QUOTED TEXT |
********
Text mining plays a crucial role in extracting knowledge from numerous documents when constructing a knowledge graph. Machine learning is increasingly being integrated into these steps to avoid excessive manual labor and limitations of linguistic ability. This process typically involves two stages: named entity recognition and relationship extraction. Commonly employed methods for named entity recognition in machine learning include statistical learning [37] and deep learning [38] using algorithms such as the K-nearest neighbor algorithm, the conditional random field model [39], the Long Short-Term Memory (LSTM) model based on word characters [40], and the framework based on pre-trained language models [41]. For instance, Meng et al. [8] combined an LSTM network model with a Conditional Random Field model to effectively identify and extract power equipment entities from a large amount of technical literature. Relationship extraction encompasses several methods, including an entity-relationship extraction method based on the maximum entropy model with no hard-coded rules [42], a semi-supervised learning method based on the boot-strap algorithm [43], and a relationship extraction technique relying on remotely supervised assumptions [44]. Sorokin et al. [45] employed a long and short-term memory network to jointly encode the relationships between multiple entity pairs in a sentence, enhancing the ability to predict relationships for multiple entity pairs.
In the assembly process, Jiang et al. [46] proposed integrating knowledge graphs and deep reinforcement learning to optimize plan assembly operations while ensuring product quality. Their dynamic knowledge graph is adept at establishing and updating the information model, which is primarily focused on constraints. Xu et al. [47] emphasized that performance prediction played a key role in product quality control and quality optimization. A knowledge graph neural network model with predictive value calibration is proposed in two stages for refrigeration compressor performance prediction. Pre-trained models are being used in text mining, and they are gaining popularity in the industrial sector. To uncover hidden information in assembly process documents, a deep learning algorithm leveraging pre-trained models has been developed for text mining. This algorithm employs a deep learning model comprising BERT, BiLSTM, and CRF to identify named entities in assembly process documents. The inter-entity relationships are derived by integrating the results of named entity recognition with dependent syntactic analysis. These relationships are stored as triplets.
********
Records
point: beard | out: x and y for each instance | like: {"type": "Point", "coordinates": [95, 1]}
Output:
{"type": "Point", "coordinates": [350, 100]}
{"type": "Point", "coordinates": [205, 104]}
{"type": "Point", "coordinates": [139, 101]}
********
TASKS FOR THIS EXERCISE |
a – In the passage on text mining for knowledge graphs, which three components make up the deep learning model that identifies named entities in assembly process documents?
b – Pick up the passage on text mining for knowledge graphs right after its final sentence and continue it.

THE RESPONSES |
a – BERT, BiLSTM, and CRF.

b –
Traditional text mining methods, such as rule-based matching, rely on manually defined rules and templates. Although these methods perform well on small-scale datasets, they require extensive involvement from domain experts to create rules and struggle to adapt to new semantic structures and vocabulary changes. For example, in assembly process documentation, the descriptions of operation steps vary, and rule-based methods find it difficult to cover all possible expressions. Similarly, statistical learning methods, such as Hidden Markov Models (HMM) and Conditional Random Fields (CRF), can automatically learn text features, but they are heavily dependent on feature engineering and perform poorly when handling long-distance dependencies and complex semantic relationships. For instance, in entity recognition tasks, CRF models require manually designed feature templates, making it difficult to capture deep semantic information from context. Traditional machine learning methods typically rely on manually extracted features and have limited generalization ability when dealing with unstructured text. These methods may encounter performance bottlenecks when processing large-scale data and struggle with domain-specific knowledge.
In contrast, deep learning-based text mining methods, such as models combining BERT, BiLSTM, and CRF, can automatically learn features from large amounts of data, eliminating the need for manual intervention. These methods offer greater flexibility, adaptability, and accuracy, particularly excelling in extracting complex semantic relationships and entity recognition. Furthermore, the application of deep reinforcement learning in the assembly process allows continuous optimization of decision-making strategies based on environmental changes. Compared to traditional optimization methods, deep reinforcement learning can adjust assembly operations in real-time, ensuring product quality and improving production efficiency. By combining deep learning and reinforcement learning, the proposed method provides more precise and efficient solutions for assembly process documentation, named entity recognition, and relationship extraction, demonstrating significant advantages in handling complex and dynamic assembly processes.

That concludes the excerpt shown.